-- Set exercise --
Copy every one of the following records word for word, without changing any line.

-- Stored records --
- - -
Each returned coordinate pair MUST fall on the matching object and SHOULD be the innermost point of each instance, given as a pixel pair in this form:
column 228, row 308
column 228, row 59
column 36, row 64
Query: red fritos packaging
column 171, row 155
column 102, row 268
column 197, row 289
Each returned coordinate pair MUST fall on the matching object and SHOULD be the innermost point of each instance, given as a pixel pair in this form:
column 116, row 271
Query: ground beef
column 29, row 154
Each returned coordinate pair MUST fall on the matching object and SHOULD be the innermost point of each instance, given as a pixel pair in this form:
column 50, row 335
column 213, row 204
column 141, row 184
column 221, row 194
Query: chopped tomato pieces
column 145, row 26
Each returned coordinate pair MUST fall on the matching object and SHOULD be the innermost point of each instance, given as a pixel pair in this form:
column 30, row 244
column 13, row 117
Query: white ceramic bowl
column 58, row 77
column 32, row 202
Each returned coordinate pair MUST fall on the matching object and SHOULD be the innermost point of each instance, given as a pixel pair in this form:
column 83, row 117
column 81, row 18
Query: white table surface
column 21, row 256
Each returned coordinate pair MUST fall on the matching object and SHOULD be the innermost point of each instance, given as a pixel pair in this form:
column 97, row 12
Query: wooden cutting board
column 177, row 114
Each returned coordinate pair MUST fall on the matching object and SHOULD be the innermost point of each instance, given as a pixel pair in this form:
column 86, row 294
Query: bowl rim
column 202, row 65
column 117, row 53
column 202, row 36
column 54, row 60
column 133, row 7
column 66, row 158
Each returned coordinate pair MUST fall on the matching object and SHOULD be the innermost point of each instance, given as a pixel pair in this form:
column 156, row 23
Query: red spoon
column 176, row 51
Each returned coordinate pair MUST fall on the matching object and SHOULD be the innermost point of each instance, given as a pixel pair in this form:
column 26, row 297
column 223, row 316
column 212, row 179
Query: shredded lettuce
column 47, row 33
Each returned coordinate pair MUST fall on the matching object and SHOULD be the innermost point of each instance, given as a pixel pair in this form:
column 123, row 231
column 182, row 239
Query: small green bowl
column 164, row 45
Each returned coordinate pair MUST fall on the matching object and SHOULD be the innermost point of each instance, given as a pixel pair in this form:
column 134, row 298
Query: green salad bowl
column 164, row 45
- - -
-- Response below --
Each returned coordinate pair MUST fall on the matching object and SHOULD be the innermost point of each instance, given as a pixel pair in this form:
column 228, row 308
column 228, row 59
column 36, row 64
Query: red fritos packaging
column 171, row 155
column 102, row 268
column 197, row 289
Each returned coordinate pair MUST fall on the matching object and SHOULD be the innermost point of each instance, given as a pixel pair in this form:
column 116, row 271
Query: ground beef
column 29, row 154
Each returned coordinate pair MUST fall on the matching object and SHOULD be the innermost point of each instance, given as a pixel pair in this form:
column 50, row 335
column 213, row 204
column 141, row 184
column 221, row 194
Query: chopped tomato pieces
column 145, row 26
Each returned coordinate pair MUST fall on the matching object and SHOULD be the innermost point of each instance, given as a pixel pair in this form:
column 30, row 244
column 13, row 117
Query: white ceramic bowl
column 58, row 77
column 32, row 202
Each returned coordinate pair MUST fall on the matching object and SHOULD be the innermost point of each instance, given as a pixel pair in this form:
column 83, row 117
column 81, row 18
Query: white table surface
column 21, row 256
Each returned coordinate pair MUST fall on the matching object and SHOULD be the innermost point of each instance, given as a pixel pair in this form:
column 97, row 12
Query: wooden cutting board
column 177, row 114
Each returned coordinate pair MUST fall on the matching object and SHOULD be the innermost point of each instance, given as a pixel pair in this form:
column 86, row 294
Query: bowl rim
column 202, row 65
column 117, row 53
column 202, row 36
column 54, row 60
column 133, row 7
column 66, row 158
Each returned coordinate pair MUST fall on the matching object and SHOULD be the innermost point of each instance, given as a pixel pair in this form:
column 156, row 23
Query: red spoon
column 176, row 51
Each returned coordinate pair MUST fall on the matching object and SHOULD be the innermost point of each instance, given as a pixel pair in this form:
column 26, row 297
column 223, row 316
column 212, row 179
Query: shredded lettuce
column 47, row 33
Each returned coordinate pair MUST fall on the matching object and SHOULD be the innermost point of each instance, given as a pixel pair in this form:
column 123, row 231
column 182, row 239
Query: small green bowl
column 164, row 45
Each returned coordinate pair MUST fall on the matching object and SHOULD be the innermost point of each instance, given as a pixel pair in this form:
column 134, row 298
Query: green salad bowl
column 164, row 45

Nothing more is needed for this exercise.